• [Given task] Copy every line of the records below, requests included, and add -29 to each x and y coordinate in the answers.

[start Supplied data]

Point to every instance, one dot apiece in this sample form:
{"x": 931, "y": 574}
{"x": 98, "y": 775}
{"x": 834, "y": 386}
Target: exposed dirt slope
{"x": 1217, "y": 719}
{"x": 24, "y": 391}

[end Supplied data]

• [Exercise answer]
Point to every instance, one dot apiece in this sample form:
{"x": 931, "y": 574}
{"x": 98, "y": 775}
{"x": 834, "y": 386}
Target: exposed dirt slope
{"x": 1188, "y": 690}
{"x": -5, "y": 362}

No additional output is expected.